▶ **YOUR GOAL**
Answer these questions from the text on the pandemic and the first-year Graphic Design intake:
1. To roughly what number had daily Covid-19 cases fallen when university places were secured?
2. What was placed on every table in every teaching room?
3. How many weeks does the first-year semester 1 delivery last?

▶ **TEXT FOR ANALYSIS**
————
100 ways to cook pasta.

By March 2020 the United Kingdom was in lockdown, as a pandemic swept the world. By Summer 2020, A-Level exams had been cancelled. By August algorithmic grades were announced, swiftly followed by a set of teacher grades. Places were secured, or offered, at universities, accommodation was sorted, hopes were high; daily Covid-19 cases were down to near 180. Some sense of normality could return to this group of young people starting university.

In September 2020, we were preparing for our new intake of Graphic Design Freshers. All our teaching spaces had been assessed for safe space numbers. Clinical disinfecting wipes were a feature in every room on every table, we had hand sanitiser stations, new directional signs, and all windows were open; it was an environment well thought through, and mitigated against Covid.

Unfortunately, by mid-September, there were over 7,000 positive covid cases a day. NHS tracker app’s were pinging, informing many to isolate, and almost immediately, we were delivering remotely. Again. Freshers week was not going to be as hoped, or planned.

Our first year semester 1 delivery is an intense period, with weekly workshops, and multiple quick fire projects. Normally a physically demanding, collaborative, collegiate, and great fun 12 weeks. We hadn’t been fully blind to the possibility of moving this online, and we did have plan B’s to try to emulate the excitement and engagement remotely, which we very swiftly put into action.

Many of our cohort were in Halls of residence, and unable to leave. We asked them to document their days, and really look at what this time of global pandemic meant to them, as a student. A moment in their lives like no other Freshers student experience before, and hopefully again.
————
▶ **DATASET SECTION**
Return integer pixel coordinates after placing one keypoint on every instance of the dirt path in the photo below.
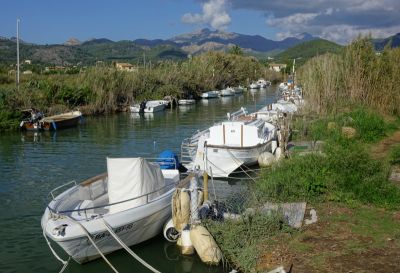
————
▶ **OUTPUT OF THE EXERCISE**
1. Near 180.
2. Clinical disinfecting wipes.
3. 12 weeks.